Objective → Copy the data exactly; pictures stay out of the copy.

A run of records:

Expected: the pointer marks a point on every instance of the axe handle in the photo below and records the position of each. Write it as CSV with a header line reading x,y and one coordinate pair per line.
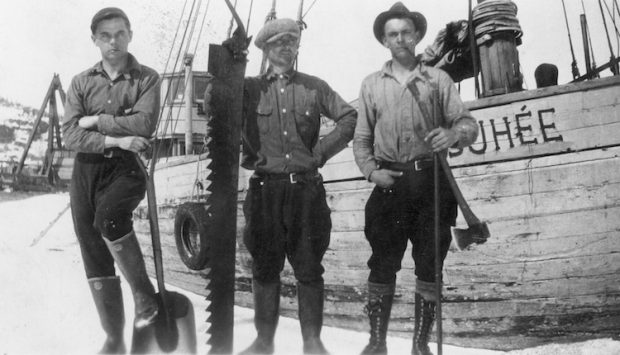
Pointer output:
x,y
468,214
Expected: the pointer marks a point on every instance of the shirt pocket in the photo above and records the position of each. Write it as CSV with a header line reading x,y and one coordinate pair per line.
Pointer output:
x,y
264,111
307,118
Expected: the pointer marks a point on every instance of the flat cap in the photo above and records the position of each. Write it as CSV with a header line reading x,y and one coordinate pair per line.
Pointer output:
x,y
106,14
275,29
398,10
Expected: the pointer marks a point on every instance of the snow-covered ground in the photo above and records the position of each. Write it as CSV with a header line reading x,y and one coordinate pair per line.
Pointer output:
x,y
46,307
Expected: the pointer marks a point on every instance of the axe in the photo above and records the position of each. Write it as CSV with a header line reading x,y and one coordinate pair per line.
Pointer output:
x,y
477,231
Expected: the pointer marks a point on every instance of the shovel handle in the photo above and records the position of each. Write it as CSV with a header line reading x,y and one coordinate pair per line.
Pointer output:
x,y
154,226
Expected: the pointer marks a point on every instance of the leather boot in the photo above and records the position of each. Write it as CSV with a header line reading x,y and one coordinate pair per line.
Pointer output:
x,y
108,299
128,256
266,315
380,298
310,301
425,316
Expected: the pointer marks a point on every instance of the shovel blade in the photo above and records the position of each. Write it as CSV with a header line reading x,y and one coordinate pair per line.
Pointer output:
x,y
175,335
475,234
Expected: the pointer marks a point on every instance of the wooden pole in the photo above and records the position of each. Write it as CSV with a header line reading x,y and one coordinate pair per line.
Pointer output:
x,y
437,236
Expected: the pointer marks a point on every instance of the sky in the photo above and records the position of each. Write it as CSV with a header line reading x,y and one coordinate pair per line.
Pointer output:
x,y
40,38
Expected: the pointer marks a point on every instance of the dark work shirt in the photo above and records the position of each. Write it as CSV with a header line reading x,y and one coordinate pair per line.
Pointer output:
x,y
282,120
127,105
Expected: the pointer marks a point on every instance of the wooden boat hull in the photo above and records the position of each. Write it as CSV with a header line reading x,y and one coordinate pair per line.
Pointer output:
x,y
543,175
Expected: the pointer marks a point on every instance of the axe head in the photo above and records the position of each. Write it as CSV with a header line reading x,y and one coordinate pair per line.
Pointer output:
x,y
476,234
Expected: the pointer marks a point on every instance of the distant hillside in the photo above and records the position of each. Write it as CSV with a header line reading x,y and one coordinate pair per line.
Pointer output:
x,y
16,122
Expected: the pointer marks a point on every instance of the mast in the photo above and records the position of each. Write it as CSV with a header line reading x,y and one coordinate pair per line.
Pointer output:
x,y
474,48
189,103
271,15
573,65
613,65
586,44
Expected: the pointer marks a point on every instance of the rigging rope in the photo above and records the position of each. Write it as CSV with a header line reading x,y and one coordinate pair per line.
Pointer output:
x,y
247,24
201,26
232,21
174,68
309,7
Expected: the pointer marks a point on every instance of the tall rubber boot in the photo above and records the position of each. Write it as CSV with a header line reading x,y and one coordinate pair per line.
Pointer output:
x,y
310,301
422,330
266,315
379,307
108,299
128,256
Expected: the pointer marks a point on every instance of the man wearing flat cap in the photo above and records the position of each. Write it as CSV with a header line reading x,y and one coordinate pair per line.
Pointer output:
x,y
393,146
285,208
110,113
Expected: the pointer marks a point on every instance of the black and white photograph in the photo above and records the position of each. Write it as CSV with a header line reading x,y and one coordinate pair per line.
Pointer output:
x,y
340,177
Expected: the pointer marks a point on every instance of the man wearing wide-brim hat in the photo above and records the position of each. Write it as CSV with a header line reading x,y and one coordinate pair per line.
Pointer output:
x,y
286,213
394,141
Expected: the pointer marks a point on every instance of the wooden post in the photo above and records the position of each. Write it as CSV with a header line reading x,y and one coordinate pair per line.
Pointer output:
x,y
189,104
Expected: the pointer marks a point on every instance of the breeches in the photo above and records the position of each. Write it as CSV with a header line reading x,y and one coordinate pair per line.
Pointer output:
x,y
406,212
104,192
285,220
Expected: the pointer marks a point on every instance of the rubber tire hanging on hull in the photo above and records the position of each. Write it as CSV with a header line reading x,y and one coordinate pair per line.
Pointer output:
x,y
191,234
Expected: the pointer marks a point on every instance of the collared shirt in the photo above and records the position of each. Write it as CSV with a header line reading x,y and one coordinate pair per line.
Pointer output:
x,y
282,120
391,126
127,105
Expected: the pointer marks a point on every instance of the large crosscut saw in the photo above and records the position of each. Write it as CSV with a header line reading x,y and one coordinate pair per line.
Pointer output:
x,y
227,63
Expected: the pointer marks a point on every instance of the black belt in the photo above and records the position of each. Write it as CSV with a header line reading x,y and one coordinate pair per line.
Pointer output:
x,y
293,178
115,153
109,153
416,165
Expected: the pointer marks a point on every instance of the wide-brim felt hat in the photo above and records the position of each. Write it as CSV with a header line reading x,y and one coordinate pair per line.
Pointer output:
x,y
275,29
398,10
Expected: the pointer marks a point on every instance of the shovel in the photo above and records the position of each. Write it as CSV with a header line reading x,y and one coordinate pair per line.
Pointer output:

Result below →
Expected: the pointer marks a point on every instance of the axe handle in the photo below and records the position of each. Write it as CSV with a header line reading x,y and one coordinate pair per line.
Pointer output:
x,y
468,214
Expected: the pointer marks a point on every instance of the shirt pocket in the photo above and records the position of each. Write it as CSV with a header line reading x,y and one coordinate pair per line.
Pointer output:
x,y
264,111
307,118
Expected: the pointer marks a point on every instance of the flat cap in the photo above and records the position of each. Write it as CSV with a header line reading x,y and one coordinate pair per line.
Pointer output:
x,y
106,14
275,29
398,10
Expected: the pointer marks a point on every instance of the snow-covered ground in the photo above and records the position of each. Write it as CSV with a header line reading x,y and one coordinate pair per line.
Pointer output:
x,y
46,307
Expected: the pointer marks a point on every instance of the axe in the photo above and records the position of each. Write it as CSV with a header line reading x,y and one coordinate pair per line.
Pointer output:
x,y
477,231
Expected: the pointer marks a point on every instance of the shovel handle in the photo above and records the position of each. Write it as CSV with a header line reading x,y and one coordinate pair per line.
Pointer output:
x,y
154,226
Expected: the pointer marks a point on every instance of the leather boot in the photo above and records the position of each. Write it as CSV with a header line reading x,y and one coordinate pair per line.
Pointer output:
x,y
108,299
128,256
266,315
380,298
310,301
425,316
Expected: the pointer marks a point on every instance of the shovel blade in the photo above and records the position of each. Write it as CSV with a header line reading x,y and one coordinate pair per line.
Pointer output:
x,y
175,335
475,234
Expected: the pointer marks a point on every instance of the wooden pole in the photo above and records the position of each. Write it as CSV with a header line reading x,y and one coordinate pair per line.
Pointer output:
x,y
437,236
Expected: the pointer marks a point on every instance of the sky in the photo above and records the position of each. Write it as CSV with a header line reading x,y and one coordinate pair per line.
Pointer output:
x,y
40,38
Expected: the pointer marks a point on every instance of the dark work shirt in the photo above and records the position of each. Write it as CSV with a header line reading x,y and one coordinate pair per line.
Pointer output:
x,y
282,120
127,105
Expected: the pointer marks a point on every instance of the wooden boat hull in the photo above and records the position of each. Write it as CSV with a header line reading x,y and one coordinate pair per line.
Pointer output:
x,y
543,175
Expected: the pointer marks a point on every instance of the axe head in the photo above and records the position of each. Write it as CSV with a header line reading x,y and one coordinate pair per line.
Pointer output:
x,y
476,234
Expected: the pointer marks a point on every instance of the distant hillside in the photo above and records the position of each. Write it as CSV with a header line reading x,y and one coordinate pair per line.
Pointer output:
x,y
16,122
Expected: the pointer marks a point on every instance of the mast in the photo above and records the position of each. Write it as CSV with a header line reading x,y and one coordinate pair per line.
Pointer output:
x,y
474,48
189,103
271,15
573,65
613,65
586,44
Expected: the pointer marks a point on every instance of the rigging rope in the photo above and records the position of each. Write it as CSV with a header line reading x,y and one coordinate pair per line.
Pointer output:
x,y
247,24
201,26
232,21
174,68
309,7
Expected: the pointer marks a point on every instance of the tall rubber boot in the photo above and records the position of each. Write it as CSV with a header line reading x,y and one coordinate pair per line.
Pointer output:
x,y
310,301
422,330
266,315
379,307
108,299
128,256
Expected: the pointer marks a point on every instance of the man wearing flat cap in the photo above and records the position of each. Write it as CSV with a header line reading x,y and one coordinate pair per line.
Pointer output:
x,y
393,146
285,208
110,113
Expected: the pointer marks a point on every instance of the black and white photograph in the photo above and records the position of each. Write it as CSV with a header line reading x,y and one coordinate pair per line.
Pointer output:
x,y
340,177
Expected: the pointer marks a point on every instance of the man wearing wide-brim hat in the photo above and records the position of each. Write it as CSV with a header line reading x,y and one coordinate pair per line.
Pointer output:
x,y
286,213
394,141
Expected: the pointer marks a point on every instance of the wooden post in the photo above and records the position of each. Write it as CSV with a header line reading x,y and one coordinate pair per line.
Pointer output:
x,y
189,104
Expected: the pointer marks a point on every instance of the breeches in the photo above and records the position of each. Write it as CSV with a header line reading x,y and one coordinate pair per line.
Pointer output:
x,y
406,212
104,192
285,220
Expected: the pointer marks a point on every instance of the rubber tire hanging on hull in the photo above and records the position of each. Write it as CSV with a header line reading x,y and one coordinate pair per line.
Pointer output:
x,y
191,234
Expected: the pointer marks a point on every instance of the collared shirt in the photo above and records the position of each. Write it as CSV with a header line reading x,y and one coordinate pair per line.
Pointer output:
x,y
282,120
391,126
127,105
Expected: the pointer marks a point on every instance of the large crosscut saw in the photo above and records the position of each. Write it as CSV with a header line reading x,y and one coordinate pair per line.
Pointer output:
x,y
227,63
Expected: the pointer marks a point on every instance of the black belt in the photo above and records the position of each. Write it as CSV with a header line reading x,y and one coordinate pair per line.
Pointer output:
x,y
293,178
115,153
109,153
416,165
Expected: the pointer marks a point on every instance of the wide-brim felt hat in the photo above and records the position of each. Write it as CSV with a header line reading x,y and one coordinate pair per line.
Pointer output:
x,y
275,29
398,10
Expected: the pointer marks a point on every instance of the shovel in the photo above and records the position of each. Write it as CSV with a header line reading x,y and one coordinate pair per line.
Pointer output:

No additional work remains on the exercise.